**** Fragment ****
Op grond van haar onderzoek overweegt en beslist de beroepscommissie als volgt.

1. De inhoud van de bestreden beslissing
De selectiefunctionaris heeft het bezwaarschrift van klager gericht tegen de beslissing hem over te plaatsen naar de penitentiaire inrichtingen (p.i.) Vught ongegrond verklaard.

2. De feiten
Klager is sedert 23 december 2011 gedetineerd. Hij verbleef in de gevangens van de p.i. Breda. Op 6 mei 2013 is hij overgeplaatst naar de gevangenis van de p.i. Vught, waar een regime van algehele gemeenschap geldt.

3. De standpunten
3.1. Namens klager is het beroep als volgt toegelicht. Klager is overgeplaatst naar de p.i. Vught nadat er een aantal incidenten in de p.i. Breda had plaatsgevonden. Klager wil graag worden overgeplaatst naar de regio Den Haag omdat daar zijn
vriendin en vrienden wonen. Zijn voorkeur gaat uit naar de p.i. Krimpen aan den IJssel of Alphen aan den Rijn. Klagers vriendin is psychisch en fysiek niet in staat om vanuit Den Haag naar de p.i. Vught af te reizen.
**** Aangeleverde gegevens ****
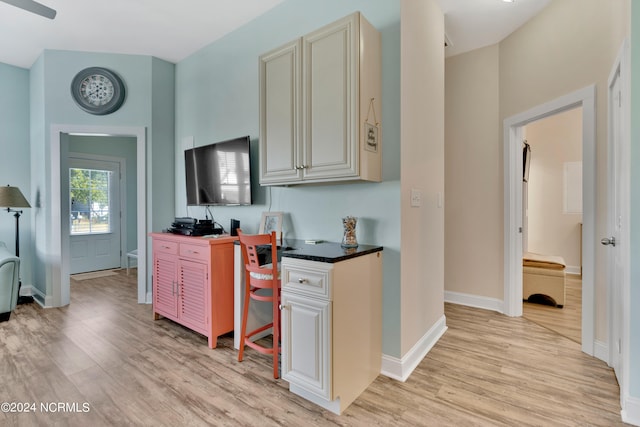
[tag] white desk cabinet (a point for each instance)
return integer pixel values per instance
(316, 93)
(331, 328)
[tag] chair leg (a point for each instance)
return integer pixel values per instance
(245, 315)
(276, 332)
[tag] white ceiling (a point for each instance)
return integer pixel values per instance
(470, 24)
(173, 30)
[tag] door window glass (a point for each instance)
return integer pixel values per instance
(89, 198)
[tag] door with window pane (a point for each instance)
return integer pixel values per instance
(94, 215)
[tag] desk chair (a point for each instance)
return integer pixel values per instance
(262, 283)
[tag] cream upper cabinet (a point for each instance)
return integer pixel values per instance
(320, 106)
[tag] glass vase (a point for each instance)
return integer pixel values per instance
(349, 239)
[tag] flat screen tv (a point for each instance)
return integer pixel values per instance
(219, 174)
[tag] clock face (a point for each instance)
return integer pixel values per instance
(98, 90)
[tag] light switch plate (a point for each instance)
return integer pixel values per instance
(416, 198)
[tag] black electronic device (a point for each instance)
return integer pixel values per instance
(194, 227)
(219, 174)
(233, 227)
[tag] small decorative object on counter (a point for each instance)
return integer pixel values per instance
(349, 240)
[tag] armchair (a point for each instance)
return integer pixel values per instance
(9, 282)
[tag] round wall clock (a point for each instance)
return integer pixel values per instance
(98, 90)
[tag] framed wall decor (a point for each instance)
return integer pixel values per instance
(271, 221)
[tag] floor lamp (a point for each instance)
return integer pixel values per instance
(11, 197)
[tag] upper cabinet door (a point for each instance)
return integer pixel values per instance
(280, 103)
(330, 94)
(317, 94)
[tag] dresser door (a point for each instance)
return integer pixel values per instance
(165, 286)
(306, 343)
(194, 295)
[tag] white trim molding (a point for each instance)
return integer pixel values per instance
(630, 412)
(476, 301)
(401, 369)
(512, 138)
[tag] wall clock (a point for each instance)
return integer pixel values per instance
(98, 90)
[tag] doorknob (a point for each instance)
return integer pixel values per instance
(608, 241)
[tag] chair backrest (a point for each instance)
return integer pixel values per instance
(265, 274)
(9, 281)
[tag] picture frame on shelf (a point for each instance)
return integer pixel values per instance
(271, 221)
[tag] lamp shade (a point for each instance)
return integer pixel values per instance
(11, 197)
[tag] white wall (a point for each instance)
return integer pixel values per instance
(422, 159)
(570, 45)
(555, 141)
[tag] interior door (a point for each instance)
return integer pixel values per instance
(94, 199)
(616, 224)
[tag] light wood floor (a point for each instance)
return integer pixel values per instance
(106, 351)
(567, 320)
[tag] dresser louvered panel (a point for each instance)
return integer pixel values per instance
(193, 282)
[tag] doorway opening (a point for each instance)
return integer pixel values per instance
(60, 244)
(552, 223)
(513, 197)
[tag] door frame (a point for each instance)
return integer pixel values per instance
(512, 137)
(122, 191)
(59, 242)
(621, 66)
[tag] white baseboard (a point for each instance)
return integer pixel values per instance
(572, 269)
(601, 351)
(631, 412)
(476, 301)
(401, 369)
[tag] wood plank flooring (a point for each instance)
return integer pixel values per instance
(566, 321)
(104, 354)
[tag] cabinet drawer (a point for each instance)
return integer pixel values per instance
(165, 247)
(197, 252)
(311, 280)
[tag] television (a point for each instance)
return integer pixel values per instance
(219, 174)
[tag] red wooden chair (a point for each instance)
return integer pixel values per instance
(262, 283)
****
**** Aangeleverde gegevens ****
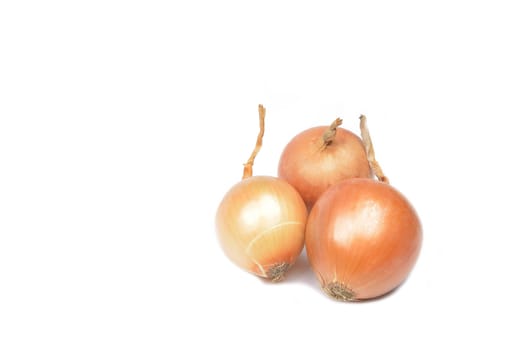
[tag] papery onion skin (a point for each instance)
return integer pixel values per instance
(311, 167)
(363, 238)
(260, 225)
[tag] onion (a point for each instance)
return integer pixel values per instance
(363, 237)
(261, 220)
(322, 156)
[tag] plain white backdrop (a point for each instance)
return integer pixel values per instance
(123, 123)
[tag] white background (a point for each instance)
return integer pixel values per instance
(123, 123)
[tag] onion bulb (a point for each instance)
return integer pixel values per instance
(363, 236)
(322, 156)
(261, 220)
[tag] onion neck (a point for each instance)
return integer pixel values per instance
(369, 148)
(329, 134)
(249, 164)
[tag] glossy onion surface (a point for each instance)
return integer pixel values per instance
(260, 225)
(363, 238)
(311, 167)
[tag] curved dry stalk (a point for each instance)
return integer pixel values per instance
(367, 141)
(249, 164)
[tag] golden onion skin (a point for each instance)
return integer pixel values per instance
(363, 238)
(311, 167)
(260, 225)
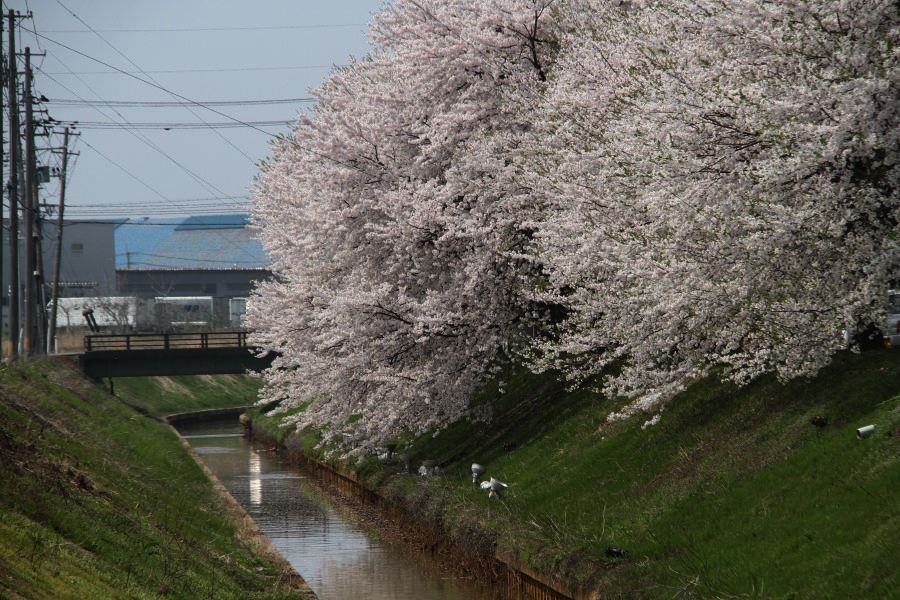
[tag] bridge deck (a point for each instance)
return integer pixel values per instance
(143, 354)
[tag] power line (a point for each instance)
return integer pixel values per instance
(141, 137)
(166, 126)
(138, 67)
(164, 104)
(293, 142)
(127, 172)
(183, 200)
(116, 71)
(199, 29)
****
**** Aangeleverde gegevens ****
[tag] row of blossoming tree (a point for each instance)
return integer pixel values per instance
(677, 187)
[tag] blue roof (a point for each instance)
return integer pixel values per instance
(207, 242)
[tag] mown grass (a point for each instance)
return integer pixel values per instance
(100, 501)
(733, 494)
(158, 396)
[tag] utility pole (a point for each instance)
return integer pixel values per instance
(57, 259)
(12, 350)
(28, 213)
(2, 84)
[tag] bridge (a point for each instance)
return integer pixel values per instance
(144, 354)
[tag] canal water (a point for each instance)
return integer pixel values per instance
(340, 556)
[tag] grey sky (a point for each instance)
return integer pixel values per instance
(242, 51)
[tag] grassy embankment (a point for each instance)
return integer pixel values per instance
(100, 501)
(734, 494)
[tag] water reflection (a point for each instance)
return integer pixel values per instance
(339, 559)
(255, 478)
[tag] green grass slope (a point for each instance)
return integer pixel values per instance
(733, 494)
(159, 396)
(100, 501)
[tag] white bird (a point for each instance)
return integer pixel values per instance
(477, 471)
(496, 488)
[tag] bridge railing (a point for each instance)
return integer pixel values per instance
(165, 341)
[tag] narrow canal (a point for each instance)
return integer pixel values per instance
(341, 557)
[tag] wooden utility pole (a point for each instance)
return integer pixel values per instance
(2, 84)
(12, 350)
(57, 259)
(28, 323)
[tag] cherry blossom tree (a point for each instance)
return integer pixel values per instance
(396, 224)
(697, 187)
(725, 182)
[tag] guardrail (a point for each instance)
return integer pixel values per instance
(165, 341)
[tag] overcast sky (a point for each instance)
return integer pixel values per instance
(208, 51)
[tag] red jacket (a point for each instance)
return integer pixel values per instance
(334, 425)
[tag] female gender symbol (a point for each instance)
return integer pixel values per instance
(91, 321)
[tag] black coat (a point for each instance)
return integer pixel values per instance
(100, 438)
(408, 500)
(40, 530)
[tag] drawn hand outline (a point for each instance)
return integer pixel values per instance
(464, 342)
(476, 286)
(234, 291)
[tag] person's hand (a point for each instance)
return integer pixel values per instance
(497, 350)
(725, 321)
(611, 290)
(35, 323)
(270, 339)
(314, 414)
****
Schrijf uit de uitspraak over de overplaatsing van klager het gedeelte over dat opent met de woorden "Op grond van" en sluit met "algehele gemeenschap geldt.".

Op grond van haar onderzoek overweegt en beslist de beroepscommissie als volgt.

1. De inhoud van de bestreden beslissing
De selectiefunctionaris heeft het bezwaarschrift van klager gericht tegen de beslissing hem over te plaatsen naar de penitentiaire inrichtingen (p.i.) Vught ongegrond verklaard.

2. De feiten
Klager is sedert 23 december 2011 gedetineerd. Hij verbleef in de gevangens van de p.i. Breda. Op 6 mei 2013 is hij overgeplaatst naar de gevangenis van de p.i. Vught, waar een regime van algehele gemeenschap geldt.